### Set task
Lay out everything in the listing from the line containing "Looking at the screenshot above, point me to the basket" down to the line containing "[27, 18, 193, 176]", both included, as a JSON list of strings with one string per line and blank lines omitted.

**** Material provided

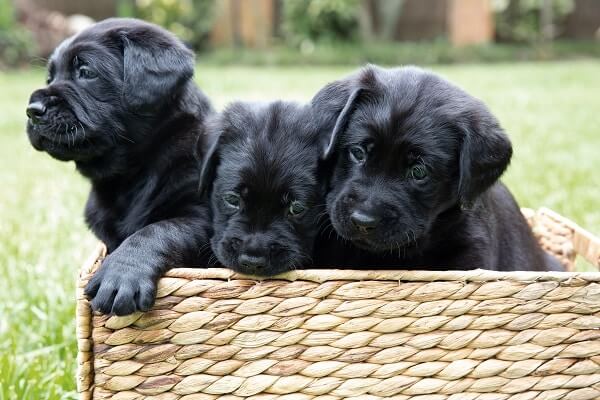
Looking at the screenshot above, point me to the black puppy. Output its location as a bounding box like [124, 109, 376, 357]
[312, 66, 560, 270]
[27, 19, 217, 315]
[201, 102, 325, 276]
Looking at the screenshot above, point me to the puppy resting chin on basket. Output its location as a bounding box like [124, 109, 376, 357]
[27, 19, 216, 315]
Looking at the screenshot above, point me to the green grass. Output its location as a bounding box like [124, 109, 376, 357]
[198, 38, 600, 66]
[0, 61, 600, 400]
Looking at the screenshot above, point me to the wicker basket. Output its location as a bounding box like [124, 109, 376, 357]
[77, 210, 600, 400]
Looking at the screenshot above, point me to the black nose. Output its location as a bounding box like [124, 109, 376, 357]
[25, 101, 46, 122]
[238, 253, 267, 272]
[350, 211, 380, 233]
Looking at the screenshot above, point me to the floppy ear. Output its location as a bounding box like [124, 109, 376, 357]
[321, 89, 362, 160]
[121, 30, 194, 111]
[196, 133, 221, 196]
[458, 103, 512, 207]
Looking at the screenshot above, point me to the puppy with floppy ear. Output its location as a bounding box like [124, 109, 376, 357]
[27, 18, 218, 315]
[312, 66, 560, 270]
[201, 102, 325, 276]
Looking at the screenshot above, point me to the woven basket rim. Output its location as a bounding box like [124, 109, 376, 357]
[80, 207, 600, 283]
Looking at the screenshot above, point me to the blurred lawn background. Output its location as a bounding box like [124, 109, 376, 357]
[0, 61, 600, 400]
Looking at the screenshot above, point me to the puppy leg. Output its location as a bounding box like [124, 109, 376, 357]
[85, 218, 209, 315]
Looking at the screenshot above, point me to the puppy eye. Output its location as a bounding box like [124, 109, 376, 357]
[79, 65, 98, 79]
[288, 200, 306, 217]
[223, 192, 241, 210]
[409, 164, 427, 181]
[350, 145, 367, 164]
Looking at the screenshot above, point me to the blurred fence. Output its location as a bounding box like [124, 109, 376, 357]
[0, 0, 600, 67]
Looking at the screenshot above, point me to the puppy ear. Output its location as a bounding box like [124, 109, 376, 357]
[321, 89, 362, 160]
[121, 29, 194, 111]
[458, 101, 512, 207]
[196, 125, 221, 196]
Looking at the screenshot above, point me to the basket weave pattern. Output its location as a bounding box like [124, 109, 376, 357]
[77, 208, 600, 400]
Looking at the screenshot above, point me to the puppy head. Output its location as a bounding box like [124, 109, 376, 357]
[313, 67, 512, 252]
[201, 102, 324, 276]
[27, 18, 193, 176]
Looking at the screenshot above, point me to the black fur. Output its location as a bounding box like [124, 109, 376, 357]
[201, 102, 325, 276]
[27, 19, 218, 315]
[312, 66, 560, 271]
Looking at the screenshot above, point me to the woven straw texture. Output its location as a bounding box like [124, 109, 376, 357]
[77, 210, 600, 400]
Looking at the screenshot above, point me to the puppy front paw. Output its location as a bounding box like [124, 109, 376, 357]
[84, 253, 156, 315]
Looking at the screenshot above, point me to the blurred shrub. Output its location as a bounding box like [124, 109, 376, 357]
[282, 0, 360, 45]
[493, 0, 575, 43]
[118, 0, 215, 50]
[0, 1, 35, 67]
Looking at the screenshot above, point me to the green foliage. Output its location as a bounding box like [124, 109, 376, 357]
[493, 0, 575, 43]
[282, 0, 359, 45]
[0, 0, 35, 68]
[124, 0, 215, 50]
[0, 61, 600, 400]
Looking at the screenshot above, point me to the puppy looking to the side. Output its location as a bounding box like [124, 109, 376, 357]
[312, 66, 561, 271]
[27, 19, 216, 315]
[200, 102, 325, 276]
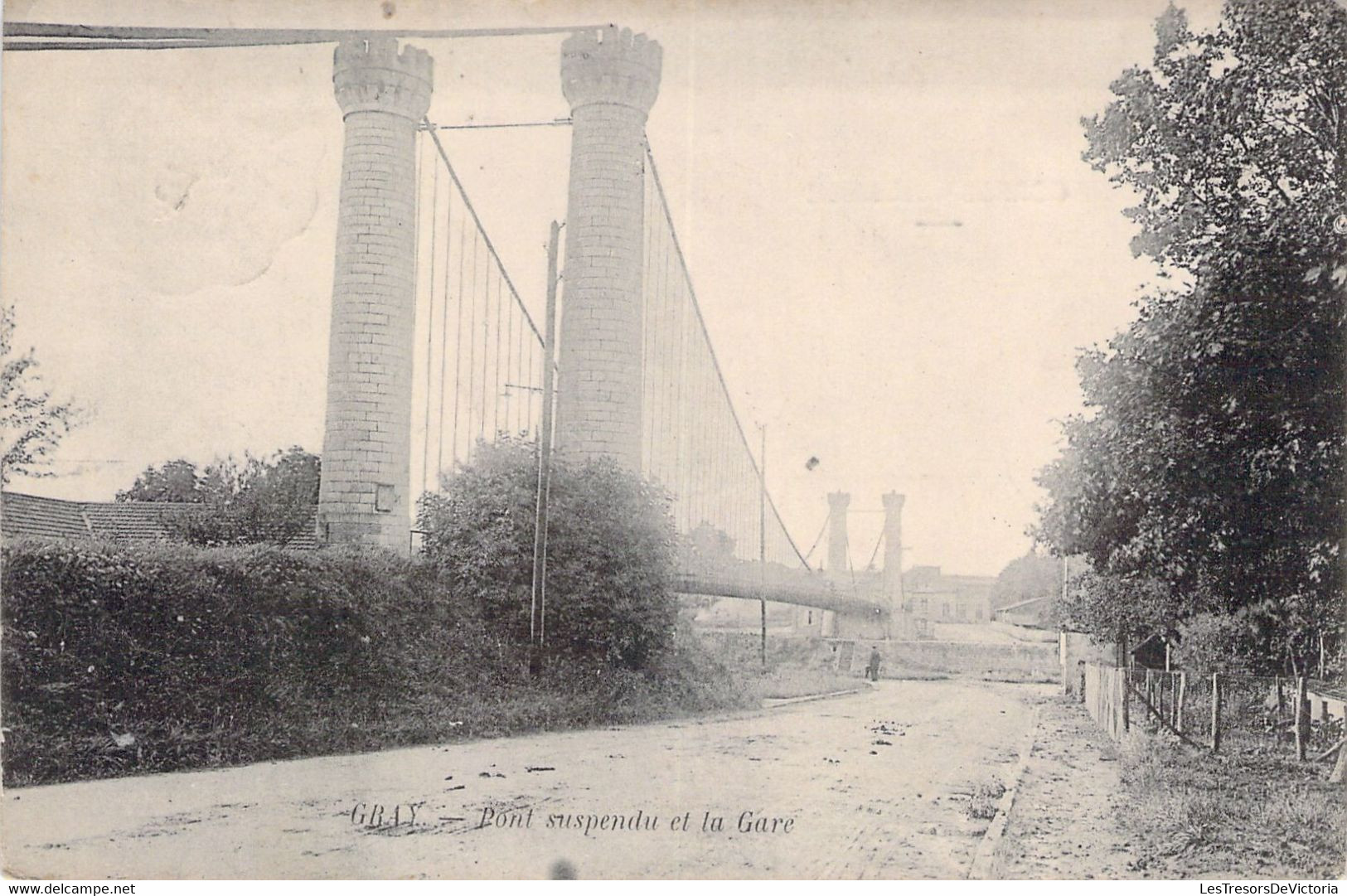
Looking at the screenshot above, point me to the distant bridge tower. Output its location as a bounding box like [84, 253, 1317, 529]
[882, 492, 908, 598]
[318, 38, 431, 554]
[828, 492, 851, 575]
[558, 27, 663, 470]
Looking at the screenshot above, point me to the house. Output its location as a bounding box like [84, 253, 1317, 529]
[0, 492, 318, 550]
[903, 566, 996, 622]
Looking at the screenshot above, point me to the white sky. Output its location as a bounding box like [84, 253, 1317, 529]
[0, 0, 1214, 574]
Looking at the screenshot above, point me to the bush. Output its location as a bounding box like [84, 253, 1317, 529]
[0, 540, 748, 787]
[418, 441, 677, 670]
[1177, 613, 1277, 674]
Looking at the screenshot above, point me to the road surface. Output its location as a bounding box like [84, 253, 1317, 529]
[0, 680, 1052, 879]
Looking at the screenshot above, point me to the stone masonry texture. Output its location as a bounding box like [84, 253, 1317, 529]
[318, 38, 431, 554]
[558, 27, 661, 470]
[828, 492, 851, 575]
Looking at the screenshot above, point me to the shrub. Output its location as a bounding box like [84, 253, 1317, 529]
[0, 540, 752, 787]
[419, 441, 677, 670]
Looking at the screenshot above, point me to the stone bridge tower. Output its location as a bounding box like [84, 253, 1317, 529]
[318, 38, 431, 554]
[828, 492, 851, 575]
[556, 27, 663, 470]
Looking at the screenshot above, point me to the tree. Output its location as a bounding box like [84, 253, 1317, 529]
[1036, 0, 1347, 664]
[117, 458, 206, 504]
[117, 446, 322, 545]
[418, 439, 677, 668]
[0, 304, 81, 485]
[991, 550, 1061, 610]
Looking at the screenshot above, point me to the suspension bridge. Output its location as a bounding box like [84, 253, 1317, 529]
[4, 23, 901, 637]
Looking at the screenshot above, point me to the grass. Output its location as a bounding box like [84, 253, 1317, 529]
[1121, 739, 1347, 879]
[965, 780, 1006, 821]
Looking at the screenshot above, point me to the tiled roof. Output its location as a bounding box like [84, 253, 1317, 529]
[0, 492, 318, 550]
[0, 492, 90, 539]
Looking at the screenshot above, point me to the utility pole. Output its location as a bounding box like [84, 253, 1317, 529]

********

### Solution for this problem
[
  "Looking at the screenshot above, point me to the basket weave pattern. Output its location as a bounding box like [124, 109, 376, 357]",
  "[77, 208, 600, 400]",
  "Looking at the screenshot above, point me to the puppy head. Output its location as a bounding box like [124, 109, 376, 357]",
  "[313, 67, 512, 252]",
  "[201, 102, 324, 276]",
  "[27, 18, 193, 176]"
]